== Segment start ==
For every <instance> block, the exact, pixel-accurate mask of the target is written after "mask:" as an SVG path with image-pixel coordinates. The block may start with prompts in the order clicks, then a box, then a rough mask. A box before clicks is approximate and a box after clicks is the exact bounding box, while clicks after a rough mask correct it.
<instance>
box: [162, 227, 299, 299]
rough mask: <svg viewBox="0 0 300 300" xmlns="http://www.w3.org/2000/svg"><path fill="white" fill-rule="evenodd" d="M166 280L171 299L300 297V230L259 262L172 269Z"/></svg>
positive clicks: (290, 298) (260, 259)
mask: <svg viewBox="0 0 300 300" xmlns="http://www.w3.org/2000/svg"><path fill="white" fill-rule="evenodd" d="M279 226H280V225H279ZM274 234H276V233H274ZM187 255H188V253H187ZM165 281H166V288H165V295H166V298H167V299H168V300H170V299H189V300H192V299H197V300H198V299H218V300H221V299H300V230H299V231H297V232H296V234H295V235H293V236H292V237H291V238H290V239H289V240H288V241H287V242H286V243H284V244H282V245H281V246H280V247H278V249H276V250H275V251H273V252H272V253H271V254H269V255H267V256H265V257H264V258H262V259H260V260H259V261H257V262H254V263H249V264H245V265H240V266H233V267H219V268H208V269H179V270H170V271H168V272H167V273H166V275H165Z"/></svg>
== Segment end ==
== Segment start ==
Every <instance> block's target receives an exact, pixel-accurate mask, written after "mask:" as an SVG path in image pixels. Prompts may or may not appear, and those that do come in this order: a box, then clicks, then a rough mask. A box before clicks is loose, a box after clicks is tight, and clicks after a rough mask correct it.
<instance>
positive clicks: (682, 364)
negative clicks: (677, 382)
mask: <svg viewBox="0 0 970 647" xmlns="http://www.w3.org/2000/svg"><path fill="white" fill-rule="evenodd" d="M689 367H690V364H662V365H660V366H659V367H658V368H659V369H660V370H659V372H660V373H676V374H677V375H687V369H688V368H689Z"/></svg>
== Segment end ==
• [EXERCISE OBJECTIVE] Render the entries as a numbered list, leaving out blank lines, starting with the line that contains "Every <instance> block's" and going on through the line that contains "negative clicks: (677, 382)".

• [SOLUTION TO THE PROBLEM]
1. Every <instance> block's target receives an exact, pixel-accurate mask, written after "mask:" as an SVG path in image pixels. Prompts may or may not appear, and those that do come in this order: a box, then clicks, then a rough mask. A box before clicks is loose, a box after clicks is tight, and clicks after a rough mask correct it.
2. <instance>
3. positive clicks: (682, 364)
4. negative clicks: (677, 382)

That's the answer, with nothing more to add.